== Segment start ==
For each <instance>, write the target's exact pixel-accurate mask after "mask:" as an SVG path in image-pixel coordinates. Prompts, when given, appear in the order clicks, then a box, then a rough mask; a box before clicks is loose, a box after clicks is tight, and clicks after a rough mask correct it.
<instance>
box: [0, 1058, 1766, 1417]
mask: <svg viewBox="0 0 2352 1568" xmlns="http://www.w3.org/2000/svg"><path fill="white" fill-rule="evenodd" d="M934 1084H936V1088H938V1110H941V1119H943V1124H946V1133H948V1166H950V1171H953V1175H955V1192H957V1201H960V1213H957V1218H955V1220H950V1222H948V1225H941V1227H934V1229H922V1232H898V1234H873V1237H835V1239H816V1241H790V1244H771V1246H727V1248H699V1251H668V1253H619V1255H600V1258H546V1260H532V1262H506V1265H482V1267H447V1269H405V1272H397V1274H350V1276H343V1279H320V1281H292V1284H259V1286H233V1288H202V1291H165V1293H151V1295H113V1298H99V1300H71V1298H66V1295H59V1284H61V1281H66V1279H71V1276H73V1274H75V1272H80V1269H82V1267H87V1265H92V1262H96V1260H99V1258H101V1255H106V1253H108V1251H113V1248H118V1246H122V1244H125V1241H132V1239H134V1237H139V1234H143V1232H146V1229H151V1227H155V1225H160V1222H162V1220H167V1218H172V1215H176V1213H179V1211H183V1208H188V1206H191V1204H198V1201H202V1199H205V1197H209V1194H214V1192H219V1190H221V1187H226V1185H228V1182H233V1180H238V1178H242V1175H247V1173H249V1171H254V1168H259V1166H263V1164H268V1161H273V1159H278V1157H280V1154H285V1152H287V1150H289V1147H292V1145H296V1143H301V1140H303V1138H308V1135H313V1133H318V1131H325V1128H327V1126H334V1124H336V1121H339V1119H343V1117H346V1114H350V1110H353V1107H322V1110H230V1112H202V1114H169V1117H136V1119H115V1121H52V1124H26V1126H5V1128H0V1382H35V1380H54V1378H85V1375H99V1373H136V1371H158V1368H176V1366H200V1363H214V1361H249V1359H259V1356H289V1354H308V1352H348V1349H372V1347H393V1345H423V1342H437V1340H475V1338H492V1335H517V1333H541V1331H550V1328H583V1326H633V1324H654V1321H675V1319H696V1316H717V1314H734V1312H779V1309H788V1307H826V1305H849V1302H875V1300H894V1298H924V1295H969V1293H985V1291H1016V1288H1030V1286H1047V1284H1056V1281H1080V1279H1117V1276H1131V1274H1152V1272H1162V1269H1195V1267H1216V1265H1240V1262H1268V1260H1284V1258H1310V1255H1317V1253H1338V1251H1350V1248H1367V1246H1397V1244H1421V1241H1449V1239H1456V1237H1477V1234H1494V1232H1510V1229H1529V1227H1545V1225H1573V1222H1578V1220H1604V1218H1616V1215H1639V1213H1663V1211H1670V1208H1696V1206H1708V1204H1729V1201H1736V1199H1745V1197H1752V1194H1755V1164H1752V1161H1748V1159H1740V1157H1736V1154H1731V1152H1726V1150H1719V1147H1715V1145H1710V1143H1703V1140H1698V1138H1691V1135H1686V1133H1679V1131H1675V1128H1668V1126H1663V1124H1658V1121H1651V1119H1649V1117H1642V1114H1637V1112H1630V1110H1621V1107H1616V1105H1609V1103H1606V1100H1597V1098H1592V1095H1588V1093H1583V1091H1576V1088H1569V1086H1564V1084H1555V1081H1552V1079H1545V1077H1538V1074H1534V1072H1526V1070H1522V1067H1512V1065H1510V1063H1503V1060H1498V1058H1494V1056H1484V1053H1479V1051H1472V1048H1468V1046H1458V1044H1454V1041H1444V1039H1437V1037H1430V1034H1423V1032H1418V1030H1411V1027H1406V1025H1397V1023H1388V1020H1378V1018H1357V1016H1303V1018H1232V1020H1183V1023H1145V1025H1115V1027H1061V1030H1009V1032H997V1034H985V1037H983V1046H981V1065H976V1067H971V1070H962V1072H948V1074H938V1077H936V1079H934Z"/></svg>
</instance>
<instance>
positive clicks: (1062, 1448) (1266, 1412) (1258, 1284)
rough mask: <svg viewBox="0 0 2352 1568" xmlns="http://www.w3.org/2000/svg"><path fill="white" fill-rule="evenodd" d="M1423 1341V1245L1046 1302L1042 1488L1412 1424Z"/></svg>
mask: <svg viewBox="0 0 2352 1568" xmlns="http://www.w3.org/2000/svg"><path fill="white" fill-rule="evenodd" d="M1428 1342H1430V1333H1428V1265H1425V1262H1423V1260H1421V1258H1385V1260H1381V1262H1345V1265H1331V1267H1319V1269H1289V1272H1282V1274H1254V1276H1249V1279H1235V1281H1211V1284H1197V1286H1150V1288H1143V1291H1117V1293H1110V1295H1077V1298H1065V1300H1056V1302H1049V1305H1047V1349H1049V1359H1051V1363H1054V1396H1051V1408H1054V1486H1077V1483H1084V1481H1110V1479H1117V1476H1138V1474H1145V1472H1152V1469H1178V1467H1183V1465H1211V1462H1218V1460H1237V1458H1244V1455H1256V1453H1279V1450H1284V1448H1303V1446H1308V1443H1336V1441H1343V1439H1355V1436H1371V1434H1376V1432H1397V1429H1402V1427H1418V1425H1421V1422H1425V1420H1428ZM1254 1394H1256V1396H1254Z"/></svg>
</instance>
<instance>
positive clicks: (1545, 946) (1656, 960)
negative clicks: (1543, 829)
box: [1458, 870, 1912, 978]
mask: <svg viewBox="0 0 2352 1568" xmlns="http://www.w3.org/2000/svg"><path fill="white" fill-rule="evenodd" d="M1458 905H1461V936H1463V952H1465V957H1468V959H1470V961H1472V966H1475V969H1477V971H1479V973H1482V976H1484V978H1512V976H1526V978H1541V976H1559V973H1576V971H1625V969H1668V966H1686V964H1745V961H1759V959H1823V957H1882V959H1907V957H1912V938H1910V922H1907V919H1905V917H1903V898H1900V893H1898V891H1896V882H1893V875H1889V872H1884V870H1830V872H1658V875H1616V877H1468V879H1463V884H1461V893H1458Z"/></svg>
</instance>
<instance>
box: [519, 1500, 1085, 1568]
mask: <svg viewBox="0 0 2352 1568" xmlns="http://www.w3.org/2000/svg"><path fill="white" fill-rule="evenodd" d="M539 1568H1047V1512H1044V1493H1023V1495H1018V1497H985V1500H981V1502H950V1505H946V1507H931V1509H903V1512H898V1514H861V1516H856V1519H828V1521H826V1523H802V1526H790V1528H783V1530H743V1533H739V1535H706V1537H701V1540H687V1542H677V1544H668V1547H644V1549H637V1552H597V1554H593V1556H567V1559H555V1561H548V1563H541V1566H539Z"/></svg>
== Segment end ==
Report the lines above that have the word "positive" in them.

§ SOLUTION FOR THIS EXERCISE:
positive clicks: (1062, 1448) (1266, 1412) (1258, 1284)
positive clicks: (1545, 946) (1656, 960)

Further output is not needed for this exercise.